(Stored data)
++++

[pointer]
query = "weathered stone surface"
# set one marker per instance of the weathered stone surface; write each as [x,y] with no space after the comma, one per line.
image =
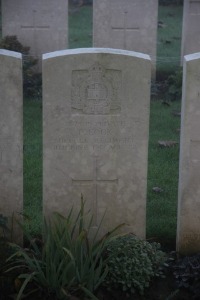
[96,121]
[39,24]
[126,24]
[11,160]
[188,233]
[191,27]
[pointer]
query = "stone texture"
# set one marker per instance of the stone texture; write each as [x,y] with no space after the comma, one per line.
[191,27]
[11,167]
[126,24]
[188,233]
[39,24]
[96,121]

++++

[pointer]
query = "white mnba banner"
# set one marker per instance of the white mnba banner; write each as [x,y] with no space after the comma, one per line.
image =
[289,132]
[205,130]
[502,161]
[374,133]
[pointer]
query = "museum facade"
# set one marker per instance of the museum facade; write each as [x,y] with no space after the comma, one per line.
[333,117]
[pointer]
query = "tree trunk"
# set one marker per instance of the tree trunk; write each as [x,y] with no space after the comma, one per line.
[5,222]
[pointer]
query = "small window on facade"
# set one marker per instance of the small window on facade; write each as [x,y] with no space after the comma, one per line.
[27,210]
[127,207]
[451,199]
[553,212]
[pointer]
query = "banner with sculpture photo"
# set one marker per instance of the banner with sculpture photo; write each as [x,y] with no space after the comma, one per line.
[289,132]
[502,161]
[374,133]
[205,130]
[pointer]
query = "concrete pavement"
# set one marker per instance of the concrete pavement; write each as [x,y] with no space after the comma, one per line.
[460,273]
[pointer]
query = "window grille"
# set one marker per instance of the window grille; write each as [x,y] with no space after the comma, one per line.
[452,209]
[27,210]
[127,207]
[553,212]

++++

▶ What you are asked to do: As you read the records above, find each line that contains "surface" and copy it.

▶ Solution:
query = "weathered stone surface"
# set one marker per instance of the weathered stone surface; write each as [x,y] with no space after the comma, one per line.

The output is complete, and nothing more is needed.